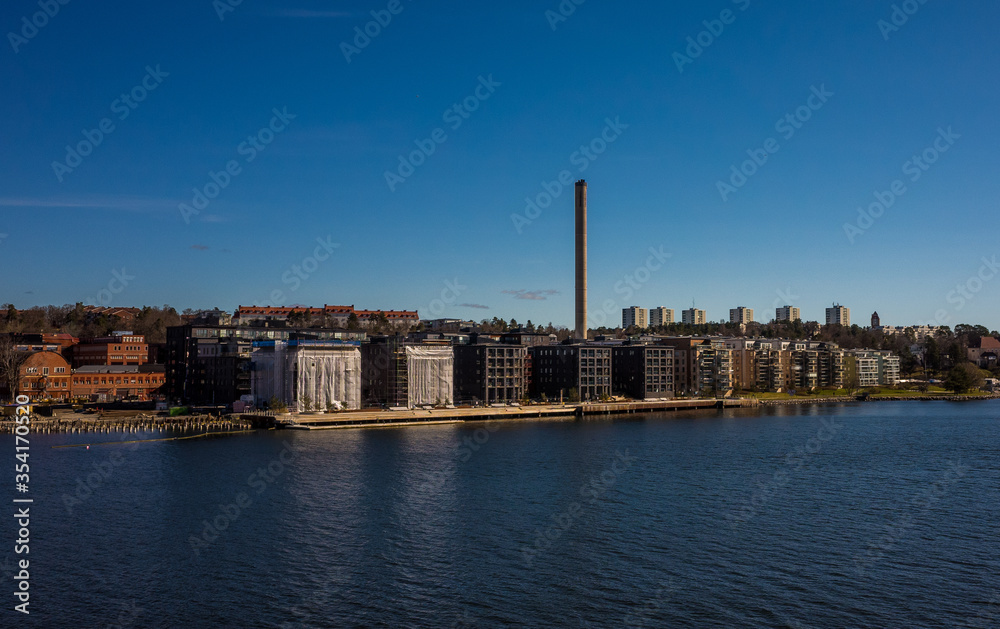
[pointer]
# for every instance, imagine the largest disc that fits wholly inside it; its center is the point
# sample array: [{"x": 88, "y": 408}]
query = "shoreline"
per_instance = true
[
  {"x": 839, "y": 399},
  {"x": 428, "y": 417}
]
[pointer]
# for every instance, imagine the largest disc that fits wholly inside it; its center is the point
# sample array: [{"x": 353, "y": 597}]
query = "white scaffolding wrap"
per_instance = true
[
  {"x": 328, "y": 376},
  {"x": 430, "y": 374}
]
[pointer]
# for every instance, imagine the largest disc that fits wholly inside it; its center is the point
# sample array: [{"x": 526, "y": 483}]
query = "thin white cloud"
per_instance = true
[{"x": 535, "y": 295}]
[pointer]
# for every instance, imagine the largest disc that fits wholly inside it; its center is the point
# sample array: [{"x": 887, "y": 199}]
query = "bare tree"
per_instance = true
[{"x": 11, "y": 361}]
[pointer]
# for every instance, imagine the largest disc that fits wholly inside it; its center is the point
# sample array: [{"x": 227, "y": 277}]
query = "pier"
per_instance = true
[{"x": 414, "y": 417}]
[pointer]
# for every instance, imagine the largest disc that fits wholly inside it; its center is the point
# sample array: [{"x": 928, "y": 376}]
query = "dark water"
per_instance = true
[{"x": 874, "y": 515}]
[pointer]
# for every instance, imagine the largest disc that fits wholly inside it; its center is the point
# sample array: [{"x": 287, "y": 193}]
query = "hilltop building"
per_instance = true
[
  {"x": 741, "y": 315},
  {"x": 787, "y": 313},
  {"x": 693, "y": 316},
  {"x": 839, "y": 315},
  {"x": 660, "y": 316},
  {"x": 635, "y": 316}
]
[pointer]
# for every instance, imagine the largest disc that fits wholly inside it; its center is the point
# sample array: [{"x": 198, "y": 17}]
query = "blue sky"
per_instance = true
[{"x": 446, "y": 231}]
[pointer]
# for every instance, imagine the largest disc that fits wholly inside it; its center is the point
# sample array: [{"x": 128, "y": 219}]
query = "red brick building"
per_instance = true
[
  {"x": 105, "y": 383},
  {"x": 45, "y": 376},
  {"x": 124, "y": 348}
]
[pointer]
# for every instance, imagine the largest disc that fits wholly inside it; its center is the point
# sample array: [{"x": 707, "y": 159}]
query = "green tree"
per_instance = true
[
  {"x": 11, "y": 361},
  {"x": 274, "y": 404}
]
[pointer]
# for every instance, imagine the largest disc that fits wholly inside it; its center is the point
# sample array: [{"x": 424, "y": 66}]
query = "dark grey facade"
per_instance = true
[
  {"x": 556, "y": 369},
  {"x": 490, "y": 373},
  {"x": 642, "y": 371},
  {"x": 210, "y": 364}
]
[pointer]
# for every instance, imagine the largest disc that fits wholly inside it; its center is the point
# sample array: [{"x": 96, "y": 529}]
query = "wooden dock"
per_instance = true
[{"x": 415, "y": 417}]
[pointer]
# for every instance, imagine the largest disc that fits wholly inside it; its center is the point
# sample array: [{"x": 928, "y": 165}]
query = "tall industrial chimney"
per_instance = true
[{"x": 581, "y": 260}]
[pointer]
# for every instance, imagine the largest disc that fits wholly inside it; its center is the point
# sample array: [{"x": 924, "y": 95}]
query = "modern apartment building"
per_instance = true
[
  {"x": 741, "y": 315},
  {"x": 838, "y": 314},
  {"x": 556, "y": 369},
  {"x": 398, "y": 372},
  {"x": 787, "y": 313},
  {"x": 693, "y": 316},
  {"x": 210, "y": 364},
  {"x": 307, "y": 375},
  {"x": 490, "y": 372},
  {"x": 660, "y": 316},
  {"x": 634, "y": 315},
  {"x": 876, "y": 368},
  {"x": 642, "y": 371}
]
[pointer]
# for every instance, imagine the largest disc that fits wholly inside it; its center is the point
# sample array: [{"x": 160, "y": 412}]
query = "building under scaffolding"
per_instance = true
[
  {"x": 396, "y": 373},
  {"x": 307, "y": 375}
]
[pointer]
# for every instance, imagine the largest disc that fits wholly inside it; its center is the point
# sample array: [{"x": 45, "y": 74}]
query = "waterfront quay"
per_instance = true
[{"x": 412, "y": 417}]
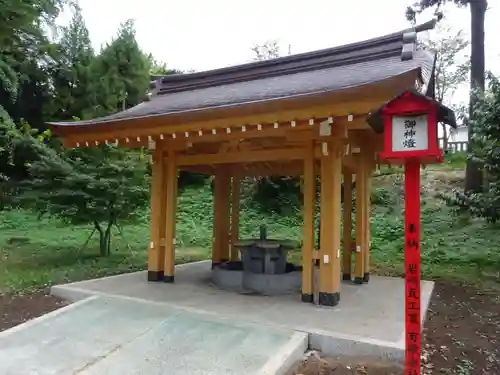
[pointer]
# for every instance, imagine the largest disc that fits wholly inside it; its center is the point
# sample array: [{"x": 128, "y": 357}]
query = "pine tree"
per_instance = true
[
  {"x": 102, "y": 186},
  {"x": 486, "y": 122},
  {"x": 124, "y": 71},
  {"x": 73, "y": 81},
  {"x": 473, "y": 175}
]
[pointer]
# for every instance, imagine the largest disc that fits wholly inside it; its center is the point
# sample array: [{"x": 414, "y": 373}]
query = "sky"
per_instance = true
[{"x": 202, "y": 35}]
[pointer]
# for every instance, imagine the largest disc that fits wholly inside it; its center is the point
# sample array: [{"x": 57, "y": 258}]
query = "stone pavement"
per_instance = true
[
  {"x": 115, "y": 336},
  {"x": 368, "y": 321}
]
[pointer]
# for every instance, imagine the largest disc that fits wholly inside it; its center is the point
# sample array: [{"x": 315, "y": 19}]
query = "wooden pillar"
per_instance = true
[
  {"x": 156, "y": 250},
  {"x": 309, "y": 195},
  {"x": 367, "y": 228},
  {"x": 329, "y": 272},
  {"x": 170, "y": 219},
  {"x": 235, "y": 215},
  {"x": 222, "y": 190},
  {"x": 347, "y": 240},
  {"x": 361, "y": 187}
]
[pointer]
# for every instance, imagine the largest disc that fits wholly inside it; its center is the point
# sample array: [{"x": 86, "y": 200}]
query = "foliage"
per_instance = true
[
  {"x": 473, "y": 177},
  {"x": 74, "y": 81},
  {"x": 419, "y": 6},
  {"x": 451, "y": 69},
  {"x": 124, "y": 71},
  {"x": 100, "y": 186},
  {"x": 46, "y": 251},
  {"x": 487, "y": 151}
]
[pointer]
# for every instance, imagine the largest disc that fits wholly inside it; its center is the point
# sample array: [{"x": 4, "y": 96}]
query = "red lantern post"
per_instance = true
[{"x": 411, "y": 138}]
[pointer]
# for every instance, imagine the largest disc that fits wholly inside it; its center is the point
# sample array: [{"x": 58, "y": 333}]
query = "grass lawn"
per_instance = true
[{"x": 36, "y": 253}]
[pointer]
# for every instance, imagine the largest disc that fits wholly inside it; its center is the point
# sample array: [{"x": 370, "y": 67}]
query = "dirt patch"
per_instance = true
[
  {"x": 17, "y": 309},
  {"x": 462, "y": 332},
  {"x": 461, "y": 337},
  {"x": 314, "y": 365}
]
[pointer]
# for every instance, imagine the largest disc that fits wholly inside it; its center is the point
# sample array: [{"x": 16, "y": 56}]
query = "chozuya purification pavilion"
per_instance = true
[{"x": 300, "y": 115}]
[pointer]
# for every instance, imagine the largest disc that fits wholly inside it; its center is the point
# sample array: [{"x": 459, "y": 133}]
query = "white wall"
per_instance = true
[{"x": 460, "y": 135}]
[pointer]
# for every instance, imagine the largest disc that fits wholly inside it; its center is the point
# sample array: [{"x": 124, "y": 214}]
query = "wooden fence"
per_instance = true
[{"x": 453, "y": 147}]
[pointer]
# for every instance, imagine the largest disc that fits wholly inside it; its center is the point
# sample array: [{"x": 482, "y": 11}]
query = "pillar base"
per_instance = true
[
  {"x": 168, "y": 279},
  {"x": 155, "y": 275},
  {"x": 346, "y": 277},
  {"x": 306, "y": 297},
  {"x": 366, "y": 277},
  {"x": 358, "y": 280},
  {"x": 329, "y": 299}
]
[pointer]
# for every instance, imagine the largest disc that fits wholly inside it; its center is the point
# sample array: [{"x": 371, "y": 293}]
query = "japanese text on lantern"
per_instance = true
[{"x": 409, "y": 133}]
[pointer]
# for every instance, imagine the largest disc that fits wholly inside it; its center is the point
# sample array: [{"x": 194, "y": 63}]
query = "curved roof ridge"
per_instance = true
[{"x": 352, "y": 53}]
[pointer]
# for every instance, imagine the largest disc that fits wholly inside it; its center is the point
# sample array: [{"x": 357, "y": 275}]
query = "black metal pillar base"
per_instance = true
[
  {"x": 329, "y": 299},
  {"x": 217, "y": 262},
  {"x": 358, "y": 280},
  {"x": 366, "y": 277},
  {"x": 306, "y": 297},
  {"x": 155, "y": 275},
  {"x": 168, "y": 279}
]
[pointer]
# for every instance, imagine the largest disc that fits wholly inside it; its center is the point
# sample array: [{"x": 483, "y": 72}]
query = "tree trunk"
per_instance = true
[
  {"x": 473, "y": 174},
  {"x": 104, "y": 239}
]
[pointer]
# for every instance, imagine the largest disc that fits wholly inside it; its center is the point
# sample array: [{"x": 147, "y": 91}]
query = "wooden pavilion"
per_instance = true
[{"x": 299, "y": 115}]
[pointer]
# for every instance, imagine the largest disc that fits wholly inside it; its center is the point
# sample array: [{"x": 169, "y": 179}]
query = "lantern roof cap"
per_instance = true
[{"x": 444, "y": 114}]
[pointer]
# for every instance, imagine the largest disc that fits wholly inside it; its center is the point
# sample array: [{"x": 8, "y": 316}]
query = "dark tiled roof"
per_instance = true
[{"x": 322, "y": 71}]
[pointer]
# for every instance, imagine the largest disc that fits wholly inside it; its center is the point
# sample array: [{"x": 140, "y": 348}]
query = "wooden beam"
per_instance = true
[
  {"x": 347, "y": 241},
  {"x": 235, "y": 215},
  {"x": 308, "y": 228},
  {"x": 156, "y": 251},
  {"x": 170, "y": 221},
  {"x": 242, "y": 157}
]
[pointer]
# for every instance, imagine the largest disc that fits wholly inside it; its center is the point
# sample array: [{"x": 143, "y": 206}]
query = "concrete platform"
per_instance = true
[
  {"x": 369, "y": 321},
  {"x": 117, "y": 336}
]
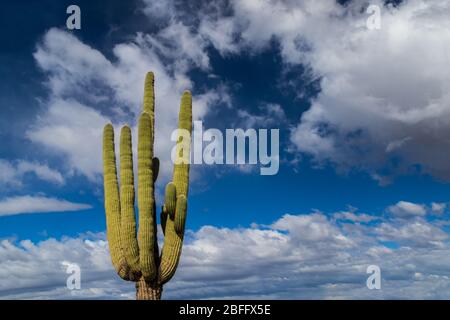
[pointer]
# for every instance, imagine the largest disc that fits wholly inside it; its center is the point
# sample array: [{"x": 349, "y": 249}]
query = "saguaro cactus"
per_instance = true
[{"x": 136, "y": 256}]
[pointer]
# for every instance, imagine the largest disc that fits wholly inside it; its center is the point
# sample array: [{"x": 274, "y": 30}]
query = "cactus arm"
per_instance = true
[
  {"x": 155, "y": 165},
  {"x": 112, "y": 203},
  {"x": 173, "y": 241},
  {"x": 127, "y": 215},
  {"x": 149, "y": 100},
  {"x": 146, "y": 200},
  {"x": 181, "y": 170}
]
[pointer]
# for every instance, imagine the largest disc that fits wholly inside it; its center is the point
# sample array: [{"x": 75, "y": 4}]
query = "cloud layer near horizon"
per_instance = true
[
  {"x": 384, "y": 103},
  {"x": 312, "y": 256}
]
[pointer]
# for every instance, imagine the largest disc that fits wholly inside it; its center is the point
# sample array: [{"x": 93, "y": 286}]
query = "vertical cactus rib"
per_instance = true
[
  {"x": 181, "y": 170},
  {"x": 112, "y": 202},
  {"x": 146, "y": 202},
  {"x": 149, "y": 100},
  {"x": 180, "y": 215},
  {"x": 170, "y": 200},
  {"x": 173, "y": 241},
  {"x": 127, "y": 194}
]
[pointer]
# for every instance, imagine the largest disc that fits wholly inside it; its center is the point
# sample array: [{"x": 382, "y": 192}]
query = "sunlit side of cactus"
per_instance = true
[{"x": 135, "y": 255}]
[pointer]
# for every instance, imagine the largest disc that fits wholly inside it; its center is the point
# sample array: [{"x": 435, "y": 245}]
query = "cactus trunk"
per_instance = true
[
  {"x": 134, "y": 253},
  {"x": 148, "y": 290}
]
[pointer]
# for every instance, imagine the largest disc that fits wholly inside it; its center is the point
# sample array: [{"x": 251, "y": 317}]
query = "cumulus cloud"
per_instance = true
[
  {"x": 13, "y": 172},
  {"x": 37, "y": 204},
  {"x": 87, "y": 90},
  {"x": 383, "y": 103},
  {"x": 310, "y": 256},
  {"x": 406, "y": 209}
]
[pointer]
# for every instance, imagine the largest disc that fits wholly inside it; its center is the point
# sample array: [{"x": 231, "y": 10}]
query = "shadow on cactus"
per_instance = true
[{"x": 135, "y": 255}]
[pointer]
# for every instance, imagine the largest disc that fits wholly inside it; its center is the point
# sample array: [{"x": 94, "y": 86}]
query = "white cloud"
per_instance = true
[
  {"x": 384, "y": 93},
  {"x": 12, "y": 173},
  {"x": 417, "y": 232},
  {"x": 351, "y": 216},
  {"x": 404, "y": 209},
  {"x": 37, "y": 204},
  {"x": 438, "y": 208},
  {"x": 298, "y": 256},
  {"x": 87, "y": 91}
]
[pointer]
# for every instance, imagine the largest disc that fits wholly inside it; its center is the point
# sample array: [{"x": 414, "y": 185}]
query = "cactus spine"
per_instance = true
[{"x": 135, "y": 255}]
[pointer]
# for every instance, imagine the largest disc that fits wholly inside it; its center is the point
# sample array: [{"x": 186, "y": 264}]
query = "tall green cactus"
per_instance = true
[{"x": 135, "y": 256}]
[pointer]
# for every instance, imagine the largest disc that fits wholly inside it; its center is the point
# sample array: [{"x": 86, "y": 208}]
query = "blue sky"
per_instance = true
[{"x": 363, "y": 118}]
::::::
Go through the records and gather the lines that hold "base".

▶ REPLY:
query = "pillar base"
query = "black metal pillar base"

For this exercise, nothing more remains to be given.